Region labeling records:
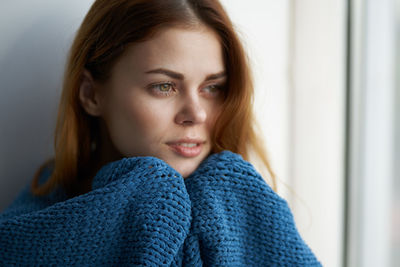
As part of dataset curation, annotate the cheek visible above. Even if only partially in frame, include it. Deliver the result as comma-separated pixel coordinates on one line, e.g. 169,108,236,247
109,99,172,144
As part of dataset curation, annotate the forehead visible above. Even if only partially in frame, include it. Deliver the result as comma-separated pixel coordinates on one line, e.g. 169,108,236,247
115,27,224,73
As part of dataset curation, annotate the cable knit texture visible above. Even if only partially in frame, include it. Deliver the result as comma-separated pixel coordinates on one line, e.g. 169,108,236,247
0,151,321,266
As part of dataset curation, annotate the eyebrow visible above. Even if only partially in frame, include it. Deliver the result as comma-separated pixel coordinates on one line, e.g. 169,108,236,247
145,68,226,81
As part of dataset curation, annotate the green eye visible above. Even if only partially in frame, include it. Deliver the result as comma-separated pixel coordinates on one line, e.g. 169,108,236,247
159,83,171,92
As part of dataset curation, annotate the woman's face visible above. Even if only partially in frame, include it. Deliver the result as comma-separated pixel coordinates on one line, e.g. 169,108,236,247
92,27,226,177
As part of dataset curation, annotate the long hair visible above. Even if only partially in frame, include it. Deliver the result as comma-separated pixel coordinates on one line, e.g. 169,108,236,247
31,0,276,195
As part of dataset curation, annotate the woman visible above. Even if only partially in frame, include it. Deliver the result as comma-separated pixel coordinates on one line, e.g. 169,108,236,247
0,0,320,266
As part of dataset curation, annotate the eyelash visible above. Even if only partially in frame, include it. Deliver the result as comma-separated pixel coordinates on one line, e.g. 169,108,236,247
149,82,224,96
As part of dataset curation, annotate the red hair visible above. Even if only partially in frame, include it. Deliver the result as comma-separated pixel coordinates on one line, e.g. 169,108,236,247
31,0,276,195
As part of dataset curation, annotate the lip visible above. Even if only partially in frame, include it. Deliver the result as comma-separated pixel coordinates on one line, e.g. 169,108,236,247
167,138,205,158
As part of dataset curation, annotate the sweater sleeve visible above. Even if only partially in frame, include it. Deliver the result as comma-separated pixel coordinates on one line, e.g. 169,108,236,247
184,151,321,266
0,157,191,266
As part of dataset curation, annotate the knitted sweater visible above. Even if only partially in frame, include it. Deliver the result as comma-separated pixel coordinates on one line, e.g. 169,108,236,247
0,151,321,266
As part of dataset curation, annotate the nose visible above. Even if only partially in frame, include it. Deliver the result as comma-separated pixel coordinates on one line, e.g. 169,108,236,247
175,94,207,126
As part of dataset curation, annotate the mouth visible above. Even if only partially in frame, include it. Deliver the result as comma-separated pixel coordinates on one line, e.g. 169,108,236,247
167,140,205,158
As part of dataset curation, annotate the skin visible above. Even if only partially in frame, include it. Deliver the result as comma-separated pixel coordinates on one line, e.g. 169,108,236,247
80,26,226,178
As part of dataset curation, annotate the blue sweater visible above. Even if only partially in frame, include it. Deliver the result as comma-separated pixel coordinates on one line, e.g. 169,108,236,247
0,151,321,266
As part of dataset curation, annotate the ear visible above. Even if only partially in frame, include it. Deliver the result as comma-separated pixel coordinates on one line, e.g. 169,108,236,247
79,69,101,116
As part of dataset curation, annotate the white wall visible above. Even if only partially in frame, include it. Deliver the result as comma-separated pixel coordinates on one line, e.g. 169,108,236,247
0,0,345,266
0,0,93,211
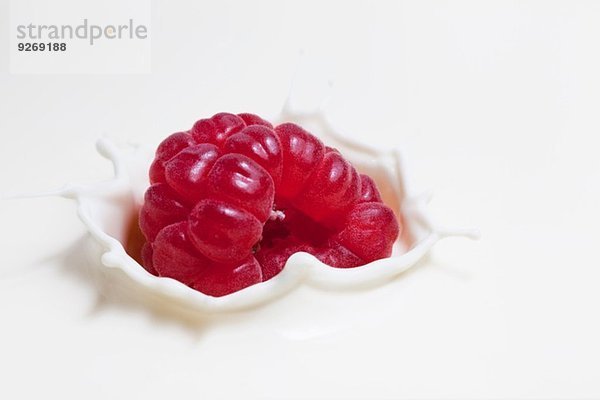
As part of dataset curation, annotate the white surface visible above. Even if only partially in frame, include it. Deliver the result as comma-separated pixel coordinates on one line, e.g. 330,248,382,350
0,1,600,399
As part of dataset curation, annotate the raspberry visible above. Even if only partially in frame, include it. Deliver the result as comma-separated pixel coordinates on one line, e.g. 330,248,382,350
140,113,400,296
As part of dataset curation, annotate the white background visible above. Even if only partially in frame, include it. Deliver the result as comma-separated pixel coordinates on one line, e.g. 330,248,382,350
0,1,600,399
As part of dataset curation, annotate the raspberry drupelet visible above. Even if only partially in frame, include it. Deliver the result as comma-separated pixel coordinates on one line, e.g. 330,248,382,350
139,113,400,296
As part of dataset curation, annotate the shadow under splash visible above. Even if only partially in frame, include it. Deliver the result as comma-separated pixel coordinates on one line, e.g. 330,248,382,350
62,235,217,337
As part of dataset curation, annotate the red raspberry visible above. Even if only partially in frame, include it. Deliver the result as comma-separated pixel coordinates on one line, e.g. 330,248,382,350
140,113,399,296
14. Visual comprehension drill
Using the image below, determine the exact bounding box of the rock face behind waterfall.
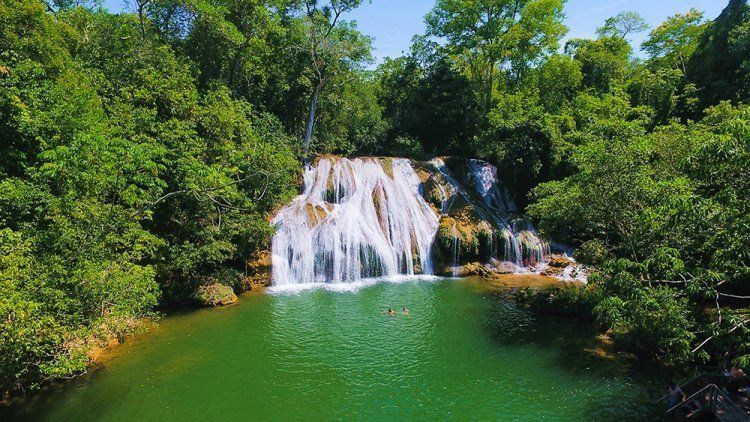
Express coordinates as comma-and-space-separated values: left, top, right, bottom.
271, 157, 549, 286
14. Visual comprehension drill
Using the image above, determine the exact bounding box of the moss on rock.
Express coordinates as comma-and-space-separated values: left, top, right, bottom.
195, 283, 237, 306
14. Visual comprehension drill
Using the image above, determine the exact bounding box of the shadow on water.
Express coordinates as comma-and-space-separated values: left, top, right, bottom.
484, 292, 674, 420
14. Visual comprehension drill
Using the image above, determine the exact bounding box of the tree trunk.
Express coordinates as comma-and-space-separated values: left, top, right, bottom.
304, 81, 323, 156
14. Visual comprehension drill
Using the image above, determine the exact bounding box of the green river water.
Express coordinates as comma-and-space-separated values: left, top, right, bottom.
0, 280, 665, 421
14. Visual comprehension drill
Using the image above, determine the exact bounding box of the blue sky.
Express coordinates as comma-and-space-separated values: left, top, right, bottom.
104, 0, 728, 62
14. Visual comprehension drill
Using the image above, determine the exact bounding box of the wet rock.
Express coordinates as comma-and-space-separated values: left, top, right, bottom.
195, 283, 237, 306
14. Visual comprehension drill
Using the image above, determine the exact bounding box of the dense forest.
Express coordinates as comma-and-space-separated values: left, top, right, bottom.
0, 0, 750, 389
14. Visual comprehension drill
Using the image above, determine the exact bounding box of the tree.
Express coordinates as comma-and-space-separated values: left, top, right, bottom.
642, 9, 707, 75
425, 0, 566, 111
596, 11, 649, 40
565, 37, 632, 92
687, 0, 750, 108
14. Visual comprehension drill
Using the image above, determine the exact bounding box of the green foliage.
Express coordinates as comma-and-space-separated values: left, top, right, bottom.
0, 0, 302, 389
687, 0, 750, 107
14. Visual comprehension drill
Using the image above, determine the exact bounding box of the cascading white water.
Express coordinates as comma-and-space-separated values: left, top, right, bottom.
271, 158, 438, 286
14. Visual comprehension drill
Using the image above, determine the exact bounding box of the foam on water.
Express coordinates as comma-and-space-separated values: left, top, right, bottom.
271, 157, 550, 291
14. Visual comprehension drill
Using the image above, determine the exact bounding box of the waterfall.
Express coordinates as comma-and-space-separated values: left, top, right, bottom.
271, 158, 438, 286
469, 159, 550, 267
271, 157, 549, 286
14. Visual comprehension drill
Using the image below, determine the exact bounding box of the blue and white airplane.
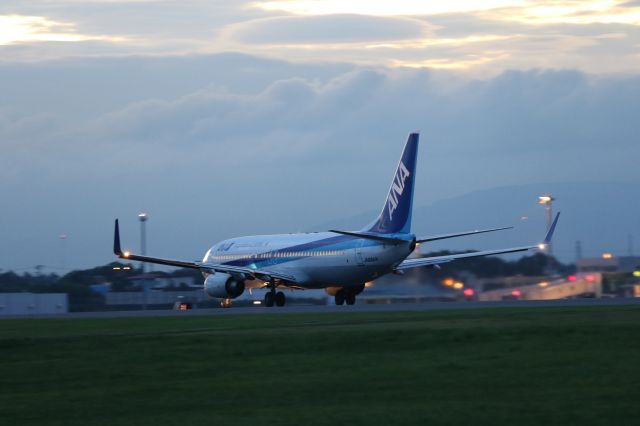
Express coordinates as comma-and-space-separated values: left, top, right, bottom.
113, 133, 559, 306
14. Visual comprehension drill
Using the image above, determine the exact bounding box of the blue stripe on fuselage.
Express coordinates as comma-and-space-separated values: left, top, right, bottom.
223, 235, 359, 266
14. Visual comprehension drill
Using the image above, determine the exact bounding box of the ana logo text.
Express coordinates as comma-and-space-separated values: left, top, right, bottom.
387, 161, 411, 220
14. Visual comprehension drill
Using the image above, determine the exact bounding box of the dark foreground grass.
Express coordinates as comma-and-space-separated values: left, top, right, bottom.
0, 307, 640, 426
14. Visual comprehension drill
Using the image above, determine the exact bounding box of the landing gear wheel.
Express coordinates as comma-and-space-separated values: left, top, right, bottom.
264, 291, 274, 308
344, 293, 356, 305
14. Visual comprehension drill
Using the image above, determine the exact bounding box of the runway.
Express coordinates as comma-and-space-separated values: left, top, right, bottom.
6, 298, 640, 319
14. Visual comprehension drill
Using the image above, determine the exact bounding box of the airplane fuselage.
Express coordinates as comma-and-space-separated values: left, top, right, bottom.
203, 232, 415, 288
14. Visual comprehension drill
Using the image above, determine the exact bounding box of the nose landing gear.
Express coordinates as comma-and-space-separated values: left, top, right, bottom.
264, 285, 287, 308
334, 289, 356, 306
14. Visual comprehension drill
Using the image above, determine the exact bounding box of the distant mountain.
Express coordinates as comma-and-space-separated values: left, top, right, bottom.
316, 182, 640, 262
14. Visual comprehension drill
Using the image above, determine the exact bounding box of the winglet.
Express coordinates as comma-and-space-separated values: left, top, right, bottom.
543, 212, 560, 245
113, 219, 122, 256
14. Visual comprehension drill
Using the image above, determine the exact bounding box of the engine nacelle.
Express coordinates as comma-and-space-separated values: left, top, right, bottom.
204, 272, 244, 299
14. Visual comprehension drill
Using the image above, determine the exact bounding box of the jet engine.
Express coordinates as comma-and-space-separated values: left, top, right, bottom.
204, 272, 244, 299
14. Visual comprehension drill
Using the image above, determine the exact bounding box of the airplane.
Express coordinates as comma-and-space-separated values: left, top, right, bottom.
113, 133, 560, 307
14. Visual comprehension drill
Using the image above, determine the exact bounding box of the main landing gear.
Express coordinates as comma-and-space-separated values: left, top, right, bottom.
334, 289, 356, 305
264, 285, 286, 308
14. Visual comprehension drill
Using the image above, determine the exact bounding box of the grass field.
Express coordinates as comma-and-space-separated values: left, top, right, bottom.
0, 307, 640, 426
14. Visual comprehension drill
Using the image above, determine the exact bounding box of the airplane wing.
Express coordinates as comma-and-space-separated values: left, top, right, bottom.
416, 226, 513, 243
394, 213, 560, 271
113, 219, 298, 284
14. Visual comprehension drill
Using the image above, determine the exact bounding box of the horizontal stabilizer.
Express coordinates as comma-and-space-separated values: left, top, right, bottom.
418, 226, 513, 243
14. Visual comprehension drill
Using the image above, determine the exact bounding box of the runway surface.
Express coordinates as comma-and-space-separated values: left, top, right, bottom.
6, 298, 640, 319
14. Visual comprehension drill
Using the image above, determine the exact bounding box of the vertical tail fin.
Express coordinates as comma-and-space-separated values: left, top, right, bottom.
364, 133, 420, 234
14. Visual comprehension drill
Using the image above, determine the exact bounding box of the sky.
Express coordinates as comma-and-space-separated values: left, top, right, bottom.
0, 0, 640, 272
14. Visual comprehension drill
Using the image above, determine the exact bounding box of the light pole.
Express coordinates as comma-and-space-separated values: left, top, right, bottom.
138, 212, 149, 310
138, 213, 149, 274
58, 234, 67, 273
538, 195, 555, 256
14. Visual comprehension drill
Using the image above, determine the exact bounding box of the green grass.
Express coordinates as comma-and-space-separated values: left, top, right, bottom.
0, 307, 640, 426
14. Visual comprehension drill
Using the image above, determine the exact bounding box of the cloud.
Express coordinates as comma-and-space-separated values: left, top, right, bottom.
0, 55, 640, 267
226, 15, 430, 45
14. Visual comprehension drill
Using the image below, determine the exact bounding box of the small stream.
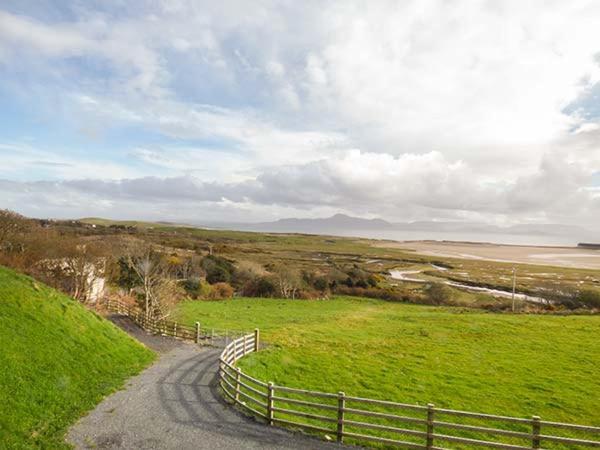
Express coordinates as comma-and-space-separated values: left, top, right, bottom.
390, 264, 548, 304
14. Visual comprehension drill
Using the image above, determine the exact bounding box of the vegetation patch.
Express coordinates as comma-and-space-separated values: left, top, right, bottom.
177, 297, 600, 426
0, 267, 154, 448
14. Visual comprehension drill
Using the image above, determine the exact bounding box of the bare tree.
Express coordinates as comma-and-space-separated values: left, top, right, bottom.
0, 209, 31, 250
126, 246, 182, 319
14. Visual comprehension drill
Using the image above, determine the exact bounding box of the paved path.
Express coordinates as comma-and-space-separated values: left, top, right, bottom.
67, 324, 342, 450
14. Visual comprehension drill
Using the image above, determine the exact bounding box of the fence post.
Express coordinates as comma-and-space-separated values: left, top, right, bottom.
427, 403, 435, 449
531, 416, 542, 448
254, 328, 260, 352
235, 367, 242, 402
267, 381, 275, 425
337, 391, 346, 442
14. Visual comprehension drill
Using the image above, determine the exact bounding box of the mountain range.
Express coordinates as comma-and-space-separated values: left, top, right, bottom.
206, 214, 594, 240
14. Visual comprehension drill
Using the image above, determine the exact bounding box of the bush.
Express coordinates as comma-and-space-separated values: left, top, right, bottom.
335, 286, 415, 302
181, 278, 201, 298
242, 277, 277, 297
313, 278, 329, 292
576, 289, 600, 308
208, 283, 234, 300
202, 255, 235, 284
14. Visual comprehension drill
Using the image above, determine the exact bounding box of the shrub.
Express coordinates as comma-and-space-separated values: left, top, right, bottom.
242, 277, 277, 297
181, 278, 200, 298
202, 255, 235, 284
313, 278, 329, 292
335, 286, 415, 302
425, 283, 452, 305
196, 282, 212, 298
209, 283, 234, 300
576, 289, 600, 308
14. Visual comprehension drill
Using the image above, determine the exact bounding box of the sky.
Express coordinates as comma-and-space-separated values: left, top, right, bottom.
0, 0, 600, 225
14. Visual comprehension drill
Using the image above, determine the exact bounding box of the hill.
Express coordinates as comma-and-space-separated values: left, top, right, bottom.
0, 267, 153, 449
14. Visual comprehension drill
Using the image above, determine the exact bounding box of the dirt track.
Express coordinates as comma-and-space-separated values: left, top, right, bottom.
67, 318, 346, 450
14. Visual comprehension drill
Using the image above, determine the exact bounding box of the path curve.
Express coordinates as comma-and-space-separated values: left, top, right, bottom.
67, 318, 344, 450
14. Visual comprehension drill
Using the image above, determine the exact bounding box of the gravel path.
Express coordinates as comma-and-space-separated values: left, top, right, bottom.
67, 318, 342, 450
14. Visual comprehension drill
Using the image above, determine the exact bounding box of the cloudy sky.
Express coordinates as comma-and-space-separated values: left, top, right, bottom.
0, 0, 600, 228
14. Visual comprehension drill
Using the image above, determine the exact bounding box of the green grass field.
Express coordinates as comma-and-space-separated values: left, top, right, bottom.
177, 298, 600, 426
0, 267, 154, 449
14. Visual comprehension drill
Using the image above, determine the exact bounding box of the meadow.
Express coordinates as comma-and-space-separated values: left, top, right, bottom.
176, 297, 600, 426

= TASK STATEMENT =
List each row above that contains the string "below", copying every one in full. Treat uppercase and lowercase letters as different.

= TASK OUTPUT =
Using the image below, determine the exact bounding box of the rock face behind waterfall.
Using the image below, determine the exact bounding box of the blue and white airplane.
Using the image below, determine the exact bounding box of the small stream.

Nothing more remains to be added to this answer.